= INSTRUCTIONS FOR THE TASK =
Please write out all of the entries without altering anything.

= DATASET EXTRACT =
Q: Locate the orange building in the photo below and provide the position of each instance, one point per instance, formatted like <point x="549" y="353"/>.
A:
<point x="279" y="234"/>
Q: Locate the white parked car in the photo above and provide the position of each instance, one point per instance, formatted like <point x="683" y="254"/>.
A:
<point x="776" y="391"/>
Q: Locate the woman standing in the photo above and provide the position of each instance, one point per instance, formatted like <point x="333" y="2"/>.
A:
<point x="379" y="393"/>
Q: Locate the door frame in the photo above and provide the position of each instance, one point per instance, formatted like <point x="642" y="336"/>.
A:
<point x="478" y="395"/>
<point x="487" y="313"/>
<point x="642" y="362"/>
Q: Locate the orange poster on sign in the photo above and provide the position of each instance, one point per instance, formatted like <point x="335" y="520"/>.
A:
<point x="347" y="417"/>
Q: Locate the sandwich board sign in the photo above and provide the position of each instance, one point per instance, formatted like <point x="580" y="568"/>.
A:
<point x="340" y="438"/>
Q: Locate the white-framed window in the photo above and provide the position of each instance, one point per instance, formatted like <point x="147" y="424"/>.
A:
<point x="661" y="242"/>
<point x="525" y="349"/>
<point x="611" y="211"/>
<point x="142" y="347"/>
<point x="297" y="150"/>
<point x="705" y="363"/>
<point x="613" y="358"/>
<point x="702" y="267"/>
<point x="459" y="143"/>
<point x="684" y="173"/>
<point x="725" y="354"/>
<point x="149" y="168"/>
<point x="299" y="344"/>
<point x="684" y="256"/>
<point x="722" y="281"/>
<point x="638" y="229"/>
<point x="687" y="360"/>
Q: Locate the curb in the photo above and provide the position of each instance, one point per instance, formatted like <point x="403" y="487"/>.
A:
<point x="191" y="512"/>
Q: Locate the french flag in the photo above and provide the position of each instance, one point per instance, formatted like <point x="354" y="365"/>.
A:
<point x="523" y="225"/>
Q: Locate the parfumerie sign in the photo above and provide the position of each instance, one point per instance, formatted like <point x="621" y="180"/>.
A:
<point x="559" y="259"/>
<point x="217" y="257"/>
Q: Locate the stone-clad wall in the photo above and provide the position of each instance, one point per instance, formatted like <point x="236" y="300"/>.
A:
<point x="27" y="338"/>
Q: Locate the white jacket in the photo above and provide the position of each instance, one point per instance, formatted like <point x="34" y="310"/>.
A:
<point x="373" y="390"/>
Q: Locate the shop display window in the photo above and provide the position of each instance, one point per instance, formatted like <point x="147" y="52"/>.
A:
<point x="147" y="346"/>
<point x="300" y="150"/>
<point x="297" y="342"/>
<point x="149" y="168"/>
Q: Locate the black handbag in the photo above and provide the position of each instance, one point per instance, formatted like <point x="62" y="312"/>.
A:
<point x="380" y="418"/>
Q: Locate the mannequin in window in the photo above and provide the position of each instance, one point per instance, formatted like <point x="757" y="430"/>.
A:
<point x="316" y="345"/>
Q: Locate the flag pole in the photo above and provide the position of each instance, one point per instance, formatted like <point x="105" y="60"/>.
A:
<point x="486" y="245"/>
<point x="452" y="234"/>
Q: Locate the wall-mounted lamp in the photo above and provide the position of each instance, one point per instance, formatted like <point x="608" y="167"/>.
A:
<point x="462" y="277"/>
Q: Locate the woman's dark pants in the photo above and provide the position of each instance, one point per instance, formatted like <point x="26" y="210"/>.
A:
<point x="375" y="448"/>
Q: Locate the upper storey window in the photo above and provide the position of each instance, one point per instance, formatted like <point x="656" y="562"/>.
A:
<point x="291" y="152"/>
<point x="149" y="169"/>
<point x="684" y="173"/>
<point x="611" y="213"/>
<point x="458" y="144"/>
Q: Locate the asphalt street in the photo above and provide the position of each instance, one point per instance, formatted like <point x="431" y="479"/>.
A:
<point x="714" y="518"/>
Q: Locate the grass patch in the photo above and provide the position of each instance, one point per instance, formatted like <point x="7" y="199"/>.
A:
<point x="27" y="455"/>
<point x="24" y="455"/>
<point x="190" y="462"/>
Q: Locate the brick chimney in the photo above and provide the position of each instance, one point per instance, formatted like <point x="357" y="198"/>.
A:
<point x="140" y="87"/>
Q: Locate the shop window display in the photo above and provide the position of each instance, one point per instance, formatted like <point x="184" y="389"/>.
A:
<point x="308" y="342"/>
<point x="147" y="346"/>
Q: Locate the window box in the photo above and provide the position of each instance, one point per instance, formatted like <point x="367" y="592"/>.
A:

= ANSWER TO THIS PROBLEM =
Q: Locate the orange building in the photo below and provide the position of each instance, one point per instance, formatted like <point x="549" y="353"/>.
A:
<point x="279" y="234"/>
Q: Locate the white parked car in the photo above and provide the position of each instance, one point per instance, formatted like <point x="683" y="254"/>.
A:
<point x="776" y="391"/>
Q: Locate the woman standing in the photo above and provide the position of each instance, one point per instance, formatted like <point x="333" y="2"/>.
A:
<point x="379" y="393"/>
Q: Locate the door frame in the photo above and provide the position of each instance, one point per instance, formatted like <point x="642" y="336"/>.
A:
<point x="478" y="395"/>
<point x="487" y="313"/>
<point x="642" y="362"/>
Q: Locate the orange poster on sign in the photo above and provide the position of each instance, one point per instance, formatted like <point x="335" y="520"/>.
A:
<point x="347" y="417"/>
Q: Locate the sandwich board sign in the photo above and provide the position of each instance, one point per instance, formatted like <point x="580" y="568"/>.
A:
<point x="340" y="438"/>
Q: Locate the white-framed window in the photo above and provide the position of each instance, one point per instance, formatted like <point x="147" y="424"/>.
A:
<point x="661" y="242"/>
<point x="525" y="349"/>
<point x="611" y="211"/>
<point x="142" y="347"/>
<point x="297" y="150"/>
<point x="705" y="363"/>
<point x="613" y="358"/>
<point x="702" y="267"/>
<point x="459" y="143"/>
<point x="684" y="173"/>
<point x="725" y="354"/>
<point x="149" y="168"/>
<point x="299" y="344"/>
<point x="684" y="256"/>
<point x="722" y="281"/>
<point x="638" y="229"/>
<point x="687" y="360"/>
Q: Locate the curb in the photo above and provide the position of each instance, one point per instance, formatted like <point x="403" y="487"/>.
A:
<point x="191" y="512"/>
Q: Locate the french flag in the photo above and provide the position of each instance, one point per instance, formatted like <point x="354" y="365"/>.
A:
<point x="523" y="225"/>
Q: Locate the parfumerie sign in the photo above and provide the position of each instance, one point per instance, formatted like <point x="621" y="180"/>.
A:
<point x="559" y="259"/>
<point x="217" y="257"/>
Q: Locate the stone-clad wall in the photo above and provide the position of each instance, one point per instance, formatted like <point x="236" y="300"/>.
A:
<point x="27" y="338"/>
Q: Locate the white jacket in the photo above and provide the position of each instance, one point per instance, formatted like <point x="34" y="310"/>.
A:
<point x="373" y="390"/>
Q: Locate the shop display window in the photo above and provide the position of each instance, one point per instance, formatted like <point x="147" y="52"/>.
A:
<point x="147" y="346"/>
<point x="300" y="150"/>
<point x="297" y="342"/>
<point x="149" y="168"/>
Q: Locate the black handbag in the photo above and provide the position of each instance, one point per instance, formatted like <point x="62" y="312"/>.
A:
<point x="380" y="418"/>
Q: Locate the mannequin in window in the photo above and provide the position of each instance, one point per instance, formatted like <point x="757" y="430"/>.
A:
<point x="316" y="345"/>
Q: Locate the flag pole in the photo above and provide the position of each instance, one point per instance, formatted like <point x="105" y="60"/>.
A:
<point x="486" y="245"/>
<point x="452" y="234"/>
Q: Locate the wall-mounted lamp in the photo above and provide the position of each instance, one point per instance, formatted like <point x="608" y="167"/>.
A:
<point x="462" y="277"/>
Q: Locate the woman's dark pants in the photo above and provide the position of each instance, one point per instance, formatted like <point x="26" y="210"/>.
A:
<point x="375" y="448"/>
Q: Locate the upper storey window in the photo above and provide the position of each instance, one point per instance, formatted like <point x="656" y="562"/>.
A:
<point x="291" y="152"/>
<point x="149" y="169"/>
<point x="684" y="173"/>
<point x="611" y="213"/>
<point x="458" y="144"/>
Q: Locate the asphalt street in the photo above and provide the position of each instance, one point per instance, formatted like <point x="431" y="479"/>.
A:
<point x="714" y="518"/>
Q: Locate the grass patch in the photo above and provide the position of each instance, one point per instance, formatted like <point x="7" y="199"/>.
A:
<point x="27" y="455"/>
<point x="24" y="455"/>
<point x="190" y="462"/>
Q: Locate the brick chimney in the photo above and provide the position of each instance, one point per instance, formatted like <point x="357" y="198"/>.
A:
<point x="140" y="87"/>
Q: Locate the shop window display in the photo above and provide the position of each instance, one point per instance, formatted like <point x="184" y="389"/>.
A:
<point x="308" y="342"/>
<point x="147" y="346"/>
Q: Locate the window box in the photo above and provide the position of each instance, one point per instance, formatted like <point x="367" y="592"/>.
A:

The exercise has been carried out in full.